What is needed> Find and copy the lines in the records beneath this task that contain the word "canyon".

[Images for object localization]
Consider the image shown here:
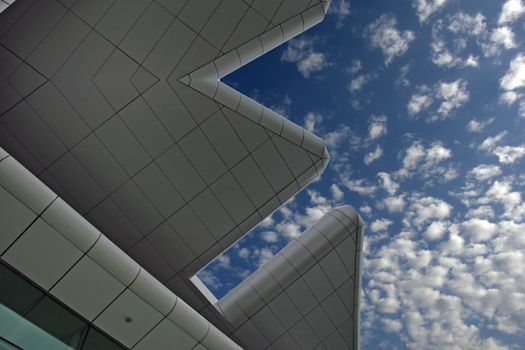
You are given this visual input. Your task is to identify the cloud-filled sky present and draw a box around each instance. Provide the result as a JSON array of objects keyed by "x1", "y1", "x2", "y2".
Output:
[{"x1": 199, "y1": 1, "x2": 525, "y2": 348}]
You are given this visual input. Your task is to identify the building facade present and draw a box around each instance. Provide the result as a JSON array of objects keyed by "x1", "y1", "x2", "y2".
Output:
[{"x1": 0, "y1": 0, "x2": 363, "y2": 349}]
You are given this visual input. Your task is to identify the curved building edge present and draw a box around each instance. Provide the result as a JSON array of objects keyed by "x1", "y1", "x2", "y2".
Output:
[
  {"x1": 216, "y1": 206, "x2": 364, "y2": 349},
  {"x1": 0, "y1": 147, "x2": 242, "y2": 350}
]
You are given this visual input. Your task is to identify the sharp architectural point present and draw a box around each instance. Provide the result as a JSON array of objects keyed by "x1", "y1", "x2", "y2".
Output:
[{"x1": 0, "y1": 0, "x2": 363, "y2": 349}]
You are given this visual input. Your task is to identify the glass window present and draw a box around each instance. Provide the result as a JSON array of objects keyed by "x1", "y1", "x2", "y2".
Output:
[{"x1": 0, "y1": 263, "x2": 124, "y2": 350}]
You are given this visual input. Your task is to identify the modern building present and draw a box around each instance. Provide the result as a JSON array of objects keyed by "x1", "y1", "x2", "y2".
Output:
[{"x1": 0, "y1": 0, "x2": 364, "y2": 349}]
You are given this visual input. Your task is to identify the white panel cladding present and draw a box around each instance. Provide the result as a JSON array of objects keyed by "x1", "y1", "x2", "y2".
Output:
[
  {"x1": 0, "y1": 0, "x2": 330, "y2": 287},
  {"x1": 42, "y1": 197, "x2": 100, "y2": 252},
  {"x1": 0, "y1": 1, "x2": 340, "y2": 348},
  {"x1": 2, "y1": 218, "x2": 83, "y2": 290},
  {"x1": 0, "y1": 148, "x2": 243, "y2": 349},
  {"x1": 50, "y1": 255, "x2": 126, "y2": 321},
  {"x1": 0, "y1": 175, "x2": 36, "y2": 253},
  {"x1": 87, "y1": 234, "x2": 141, "y2": 287},
  {"x1": 130, "y1": 268, "x2": 177, "y2": 316},
  {"x1": 133, "y1": 318, "x2": 198, "y2": 350},
  {"x1": 222, "y1": 8, "x2": 269, "y2": 53},
  {"x1": 94, "y1": 288, "x2": 165, "y2": 348},
  {"x1": 0, "y1": 156, "x2": 55, "y2": 214},
  {"x1": 168, "y1": 297, "x2": 209, "y2": 342},
  {"x1": 217, "y1": 206, "x2": 363, "y2": 350}
]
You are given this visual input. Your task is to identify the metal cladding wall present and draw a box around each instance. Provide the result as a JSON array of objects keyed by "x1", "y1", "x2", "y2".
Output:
[
  {"x1": 0, "y1": 0, "x2": 364, "y2": 349},
  {"x1": 218, "y1": 207, "x2": 363, "y2": 350},
  {"x1": 0, "y1": 0, "x2": 330, "y2": 335},
  {"x1": 0, "y1": 147, "x2": 242, "y2": 349}
]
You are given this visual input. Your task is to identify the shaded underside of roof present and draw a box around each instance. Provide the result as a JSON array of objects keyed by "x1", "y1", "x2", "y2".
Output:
[{"x1": 0, "y1": 0, "x2": 363, "y2": 349}]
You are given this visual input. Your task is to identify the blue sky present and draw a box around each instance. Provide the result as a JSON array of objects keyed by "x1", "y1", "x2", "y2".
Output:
[{"x1": 199, "y1": 0, "x2": 525, "y2": 348}]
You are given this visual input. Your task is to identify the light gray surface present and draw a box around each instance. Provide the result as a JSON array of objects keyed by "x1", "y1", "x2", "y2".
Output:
[
  {"x1": 217, "y1": 207, "x2": 364, "y2": 350},
  {"x1": 0, "y1": 1, "x2": 365, "y2": 349},
  {"x1": 0, "y1": 149, "x2": 242, "y2": 350},
  {"x1": 0, "y1": 0, "x2": 330, "y2": 331}
]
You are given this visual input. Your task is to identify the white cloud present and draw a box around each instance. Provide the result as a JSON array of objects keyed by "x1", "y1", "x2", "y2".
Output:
[
  {"x1": 363, "y1": 167, "x2": 525, "y2": 350},
  {"x1": 398, "y1": 141, "x2": 425, "y2": 175},
  {"x1": 197, "y1": 270, "x2": 223, "y2": 290},
  {"x1": 304, "y1": 112, "x2": 323, "y2": 133},
  {"x1": 382, "y1": 318, "x2": 403, "y2": 333},
  {"x1": 349, "y1": 59, "x2": 362, "y2": 74},
  {"x1": 324, "y1": 125, "x2": 353, "y2": 148},
  {"x1": 408, "y1": 92, "x2": 433, "y2": 116},
  {"x1": 281, "y1": 37, "x2": 328, "y2": 78},
  {"x1": 431, "y1": 11, "x2": 517, "y2": 65},
  {"x1": 368, "y1": 115, "x2": 388, "y2": 140},
  {"x1": 405, "y1": 195, "x2": 452, "y2": 228},
  {"x1": 275, "y1": 222, "x2": 302, "y2": 239},
  {"x1": 259, "y1": 215, "x2": 275, "y2": 228},
  {"x1": 477, "y1": 132, "x2": 524, "y2": 164},
  {"x1": 382, "y1": 195, "x2": 406, "y2": 213},
  {"x1": 364, "y1": 145, "x2": 383, "y2": 165},
  {"x1": 426, "y1": 141, "x2": 452, "y2": 162},
  {"x1": 360, "y1": 205, "x2": 372, "y2": 215},
  {"x1": 328, "y1": 0, "x2": 351, "y2": 28},
  {"x1": 464, "y1": 55, "x2": 479, "y2": 67},
  {"x1": 397, "y1": 141, "x2": 455, "y2": 180},
  {"x1": 466, "y1": 205, "x2": 495, "y2": 219},
  {"x1": 238, "y1": 247, "x2": 250, "y2": 259},
  {"x1": 469, "y1": 164, "x2": 502, "y2": 181},
  {"x1": 377, "y1": 172, "x2": 399, "y2": 195},
  {"x1": 466, "y1": 117, "x2": 495, "y2": 132},
  {"x1": 520, "y1": 100, "x2": 525, "y2": 117},
  {"x1": 424, "y1": 221, "x2": 448, "y2": 240},
  {"x1": 479, "y1": 131, "x2": 507, "y2": 151},
  {"x1": 500, "y1": 91, "x2": 521, "y2": 105},
  {"x1": 498, "y1": 0, "x2": 525, "y2": 24},
  {"x1": 364, "y1": 14, "x2": 415, "y2": 65},
  {"x1": 448, "y1": 12, "x2": 486, "y2": 35},
  {"x1": 371, "y1": 218, "x2": 393, "y2": 233},
  {"x1": 430, "y1": 41, "x2": 457, "y2": 67},
  {"x1": 483, "y1": 26, "x2": 517, "y2": 57},
  {"x1": 430, "y1": 14, "x2": 488, "y2": 68},
  {"x1": 398, "y1": 63, "x2": 412, "y2": 86},
  {"x1": 500, "y1": 54, "x2": 525, "y2": 91},
  {"x1": 349, "y1": 74, "x2": 373, "y2": 93},
  {"x1": 330, "y1": 184, "x2": 344, "y2": 201},
  {"x1": 297, "y1": 53, "x2": 327, "y2": 78},
  {"x1": 493, "y1": 145, "x2": 525, "y2": 163},
  {"x1": 342, "y1": 178, "x2": 378, "y2": 196},
  {"x1": 254, "y1": 248, "x2": 274, "y2": 266},
  {"x1": 408, "y1": 80, "x2": 469, "y2": 121},
  {"x1": 412, "y1": 0, "x2": 448, "y2": 23},
  {"x1": 261, "y1": 231, "x2": 278, "y2": 243},
  {"x1": 436, "y1": 79, "x2": 470, "y2": 118},
  {"x1": 461, "y1": 218, "x2": 497, "y2": 242},
  {"x1": 482, "y1": 180, "x2": 525, "y2": 221},
  {"x1": 216, "y1": 254, "x2": 231, "y2": 269}
]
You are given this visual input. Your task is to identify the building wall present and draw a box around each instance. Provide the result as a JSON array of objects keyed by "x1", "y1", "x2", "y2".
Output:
[{"x1": 218, "y1": 207, "x2": 363, "y2": 350}]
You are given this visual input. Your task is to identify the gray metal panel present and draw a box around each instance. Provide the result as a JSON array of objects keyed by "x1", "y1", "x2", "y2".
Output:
[
  {"x1": 217, "y1": 206, "x2": 364, "y2": 349},
  {"x1": 0, "y1": 1, "x2": 339, "y2": 348},
  {"x1": 0, "y1": 148, "x2": 242, "y2": 350}
]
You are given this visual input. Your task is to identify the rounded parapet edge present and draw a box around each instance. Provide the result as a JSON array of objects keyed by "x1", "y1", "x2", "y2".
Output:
[
  {"x1": 179, "y1": 1, "x2": 331, "y2": 162},
  {"x1": 331, "y1": 205, "x2": 364, "y2": 349},
  {"x1": 332, "y1": 205, "x2": 364, "y2": 234},
  {"x1": 0, "y1": 148, "x2": 243, "y2": 350},
  {"x1": 217, "y1": 204, "x2": 364, "y2": 334},
  {"x1": 322, "y1": 0, "x2": 332, "y2": 14}
]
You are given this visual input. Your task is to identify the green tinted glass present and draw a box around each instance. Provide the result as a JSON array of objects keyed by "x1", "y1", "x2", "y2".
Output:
[{"x1": 0, "y1": 264, "x2": 124, "y2": 350}]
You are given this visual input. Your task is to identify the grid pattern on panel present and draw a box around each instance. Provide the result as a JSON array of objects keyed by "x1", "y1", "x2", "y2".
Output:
[
  {"x1": 0, "y1": 0, "x2": 15, "y2": 14},
  {"x1": 0, "y1": 0, "x2": 331, "y2": 341},
  {"x1": 217, "y1": 207, "x2": 364, "y2": 350},
  {"x1": 0, "y1": 150, "x2": 242, "y2": 350}
]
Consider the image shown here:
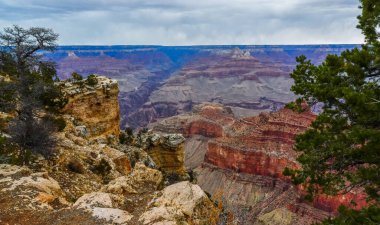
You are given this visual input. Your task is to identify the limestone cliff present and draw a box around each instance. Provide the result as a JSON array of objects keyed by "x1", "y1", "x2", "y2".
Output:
[
  {"x1": 143, "y1": 133, "x2": 187, "y2": 177},
  {"x1": 60, "y1": 75, "x2": 120, "y2": 141}
]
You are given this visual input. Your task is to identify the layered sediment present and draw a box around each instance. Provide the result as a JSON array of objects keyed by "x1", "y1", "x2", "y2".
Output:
[
  {"x1": 61, "y1": 76, "x2": 120, "y2": 140},
  {"x1": 152, "y1": 103, "x2": 366, "y2": 224}
]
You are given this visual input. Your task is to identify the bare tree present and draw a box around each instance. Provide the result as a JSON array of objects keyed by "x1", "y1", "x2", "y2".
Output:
[
  {"x1": 0, "y1": 25, "x2": 60, "y2": 164},
  {"x1": 0, "y1": 25, "x2": 58, "y2": 74}
]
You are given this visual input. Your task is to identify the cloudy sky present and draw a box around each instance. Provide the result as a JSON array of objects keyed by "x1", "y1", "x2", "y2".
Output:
[{"x1": 0, "y1": 0, "x2": 364, "y2": 45}]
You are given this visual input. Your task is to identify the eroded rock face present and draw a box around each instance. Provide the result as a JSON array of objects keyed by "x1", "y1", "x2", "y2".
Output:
[
  {"x1": 47, "y1": 45, "x2": 358, "y2": 129},
  {"x1": 152, "y1": 103, "x2": 366, "y2": 224},
  {"x1": 61, "y1": 75, "x2": 120, "y2": 141},
  {"x1": 127, "y1": 52, "x2": 296, "y2": 128},
  {"x1": 140, "y1": 133, "x2": 187, "y2": 176}
]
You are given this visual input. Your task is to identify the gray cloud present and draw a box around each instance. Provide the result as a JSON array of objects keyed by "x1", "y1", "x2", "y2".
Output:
[{"x1": 0, "y1": 0, "x2": 364, "y2": 45}]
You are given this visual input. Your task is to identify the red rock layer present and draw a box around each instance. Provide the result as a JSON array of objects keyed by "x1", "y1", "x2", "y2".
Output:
[
  {"x1": 185, "y1": 120, "x2": 224, "y2": 138},
  {"x1": 205, "y1": 142, "x2": 299, "y2": 180},
  {"x1": 153, "y1": 103, "x2": 367, "y2": 220}
]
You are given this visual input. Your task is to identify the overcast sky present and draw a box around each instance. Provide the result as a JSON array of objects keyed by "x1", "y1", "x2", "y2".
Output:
[{"x1": 0, "y1": 0, "x2": 364, "y2": 45}]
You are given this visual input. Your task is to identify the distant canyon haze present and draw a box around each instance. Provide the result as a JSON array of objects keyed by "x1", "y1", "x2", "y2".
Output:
[{"x1": 44, "y1": 45, "x2": 359, "y2": 128}]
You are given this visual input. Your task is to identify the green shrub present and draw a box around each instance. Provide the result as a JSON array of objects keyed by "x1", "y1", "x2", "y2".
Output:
[
  {"x1": 9, "y1": 116, "x2": 57, "y2": 163},
  {"x1": 119, "y1": 130, "x2": 134, "y2": 145},
  {"x1": 86, "y1": 74, "x2": 98, "y2": 86},
  {"x1": 54, "y1": 117, "x2": 66, "y2": 132},
  {"x1": 39, "y1": 84, "x2": 68, "y2": 112},
  {"x1": 90, "y1": 158, "x2": 111, "y2": 176},
  {"x1": 125, "y1": 127, "x2": 133, "y2": 136},
  {"x1": 71, "y1": 72, "x2": 83, "y2": 81},
  {"x1": 0, "y1": 138, "x2": 33, "y2": 165},
  {"x1": 187, "y1": 169, "x2": 197, "y2": 183},
  {"x1": 119, "y1": 132, "x2": 127, "y2": 144},
  {"x1": 43, "y1": 116, "x2": 66, "y2": 132},
  {"x1": 165, "y1": 172, "x2": 181, "y2": 185},
  {"x1": 67, "y1": 158, "x2": 84, "y2": 174}
]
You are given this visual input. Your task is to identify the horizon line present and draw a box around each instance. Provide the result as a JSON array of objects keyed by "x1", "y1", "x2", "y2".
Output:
[{"x1": 55, "y1": 43, "x2": 362, "y2": 47}]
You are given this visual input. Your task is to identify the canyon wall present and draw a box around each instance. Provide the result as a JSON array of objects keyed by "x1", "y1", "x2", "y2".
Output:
[
  {"x1": 45, "y1": 45, "x2": 359, "y2": 128},
  {"x1": 152, "y1": 103, "x2": 366, "y2": 224}
]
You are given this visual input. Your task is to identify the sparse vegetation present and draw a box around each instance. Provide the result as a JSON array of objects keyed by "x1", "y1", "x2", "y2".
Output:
[
  {"x1": 119, "y1": 132, "x2": 127, "y2": 144},
  {"x1": 86, "y1": 74, "x2": 98, "y2": 86},
  {"x1": 0, "y1": 25, "x2": 65, "y2": 164},
  {"x1": 71, "y1": 72, "x2": 83, "y2": 81},
  {"x1": 207, "y1": 190, "x2": 235, "y2": 225},
  {"x1": 67, "y1": 158, "x2": 85, "y2": 174},
  {"x1": 44, "y1": 115, "x2": 67, "y2": 132},
  {"x1": 165, "y1": 172, "x2": 181, "y2": 185},
  {"x1": 90, "y1": 158, "x2": 112, "y2": 176},
  {"x1": 119, "y1": 127, "x2": 135, "y2": 145}
]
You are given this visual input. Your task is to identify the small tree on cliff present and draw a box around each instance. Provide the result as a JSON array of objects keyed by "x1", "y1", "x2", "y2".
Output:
[
  {"x1": 0, "y1": 25, "x2": 64, "y2": 163},
  {"x1": 284, "y1": 0, "x2": 380, "y2": 224}
]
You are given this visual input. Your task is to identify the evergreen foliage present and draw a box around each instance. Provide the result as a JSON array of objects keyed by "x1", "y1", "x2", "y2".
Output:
[
  {"x1": 284, "y1": 0, "x2": 380, "y2": 223},
  {"x1": 71, "y1": 72, "x2": 83, "y2": 81},
  {"x1": 86, "y1": 74, "x2": 98, "y2": 86}
]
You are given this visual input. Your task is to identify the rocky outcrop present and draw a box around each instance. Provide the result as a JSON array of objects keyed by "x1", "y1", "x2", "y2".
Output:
[
  {"x1": 61, "y1": 75, "x2": 120, "y2": 141},
  {"x1": 102, "y1": 162, "x2": 163, "y2": 195},
  {"x1": 0, "y1": 74, "x2": 220, "y2": 225},
  {"x1": 152, "y1": 103, "x2": 366, "y2": 224},
  {"x1": 140, "y1": 181, "x2": 216, "y2": 225},
  {"x1": 0, "y1": 164, "x2": 68, "y2": 210},
  {"x1": 73, "y1": 192, "x2": 133, "y2": 224},
  {"x1": 141, "y1": 133, "x2": 187, "y2": 176}
]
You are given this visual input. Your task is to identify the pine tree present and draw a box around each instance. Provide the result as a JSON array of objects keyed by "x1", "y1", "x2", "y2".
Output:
[{"x1": 284, "y1": 1, "x2": 380, "y2": 224}]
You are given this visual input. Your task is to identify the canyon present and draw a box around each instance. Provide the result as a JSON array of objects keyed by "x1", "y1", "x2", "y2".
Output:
[
  {"x1": 0, "y1": 72, "x2": 367, "y2": 224},
  {"x1": 151, "y1": 103, "x2": 367, "y2": 224},
  {"x1": 45, "y1": 45, "x2": 359, "y2": 128},
  {"x1": 37, "y1": 45, "x2": 368, "y2": 224}
]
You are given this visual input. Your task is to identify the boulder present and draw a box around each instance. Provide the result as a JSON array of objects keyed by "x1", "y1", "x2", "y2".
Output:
[
  {"x1": 91, "y1": 207, "x2": 133, "y2": 224},
  {"x1": 102, "y1": 162, "x2": 163, "y2": 195},
  {"x1": 139, "y1": 181, "x2": 215, "y2": 225},
  {"x1": 0, "y1": 164, "x2": 68, "y2": 210},
  {"x1": 74, "y1": 192, "x2": 132, "y2": 224},
  {"x1": 73, "y1": 192, "x2": 114, "y2": 209},
  {"x1": 113, "y1": 155, "x2": 132, "y2": 175}
]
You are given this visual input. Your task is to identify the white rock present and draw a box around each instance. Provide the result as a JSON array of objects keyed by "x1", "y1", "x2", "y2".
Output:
[
  {"x1": 2, "y1": 172, "x2": 62, "y2": 196},
  {"x1": 91, "y1": 207, "x2": 133, "y2": 225},
  {"x1": 0, "y1": 164, "x2": 31, "y2": 177},
  {"x1": 139, "y1": 181, "x2": 212, "y2": 224},
  {"x1": 156, "y1": 181, "x2": 206, "y2": 216},
  {"x1": 74, "y1": 192, "x2": 113, "y2": 209}
]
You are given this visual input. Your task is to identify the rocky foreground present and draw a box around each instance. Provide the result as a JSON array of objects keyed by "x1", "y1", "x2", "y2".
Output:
[
  {"x1": 152, "y1": 103, "x2": 367, "y2": 224},
  {"x1": 0, "y1": 76, "x2": 218, "y2": 225}
]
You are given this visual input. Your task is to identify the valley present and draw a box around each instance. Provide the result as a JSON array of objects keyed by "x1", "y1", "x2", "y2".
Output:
[{"x1": 46, "y1": 45, "x2": 358, "y2": 128}]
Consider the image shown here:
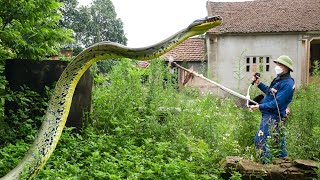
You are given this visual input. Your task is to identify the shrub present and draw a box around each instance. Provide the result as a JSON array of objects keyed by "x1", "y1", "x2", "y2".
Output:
[
  {"x1": 0, "y1": 86, "x2": 50, "y2": 145},
  {"x1": 1, "y1": 58, "x2": 319, "y2": 179}
]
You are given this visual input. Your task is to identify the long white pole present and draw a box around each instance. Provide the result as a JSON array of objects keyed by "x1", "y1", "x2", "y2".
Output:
[{"x1": 172, "y1": 62, "x2": 258, "y2": 105}]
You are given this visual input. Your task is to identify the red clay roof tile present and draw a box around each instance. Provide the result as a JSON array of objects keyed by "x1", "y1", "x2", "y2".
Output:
[
  {"x1": 207, "y1": 0, "x2": 320, "y2": 33},
  {"x1": 161, "y1": 38, "x2": 205, "y2": 61}
]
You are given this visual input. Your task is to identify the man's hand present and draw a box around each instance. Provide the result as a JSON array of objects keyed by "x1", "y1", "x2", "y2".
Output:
[
  {"x1": 249, "y1": 105, "x2": 259, "y2": 111},
  {"x1": 252, "y1": 74, "x2": 260, "y2": 85}
]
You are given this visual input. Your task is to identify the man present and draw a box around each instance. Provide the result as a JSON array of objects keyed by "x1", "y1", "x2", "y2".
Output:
[{"x1": 250, "y1": 55, "x2": 295, "y2": 164}]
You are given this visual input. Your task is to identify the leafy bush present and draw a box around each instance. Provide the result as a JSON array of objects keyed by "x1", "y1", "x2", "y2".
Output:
[
  {"x1": 286, "y1": 61, "x2": 320, "y2": 160},
  {"x1": 0, "y1": 140, "x2": 30, "y2": 176},
  {"x1": 0, "y1": 85, "x2": 51, "y2": 145},
  {"x1": 286, "y1": 69, "x2": 320, "y2": 161},
  {"x1": 1, "y1": 58, "x2": 319, "y2": 179},
  {"x1": 0, "y1": 62, "x2": 6, "y2": 119}
]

Answer space>
You are given this visual input. Your task is to identify the distant canyon haze present and draw a box around each instance. Provide the result as a JSON array of objects keyed by "x1", "y1", "x2", "y2".
You are given this visual input. Your task is to identify the canyon wall present and draw a box around each instance. Provide the result as a JSON array of objects keyed by "x1", "y1", "x2", "y2".
You are given this visual input. Your task is to identify the canyon present and draw a box around each instance. Provide the result as a JSON array of objects keyed by "x1", "y1", "x2", "y2".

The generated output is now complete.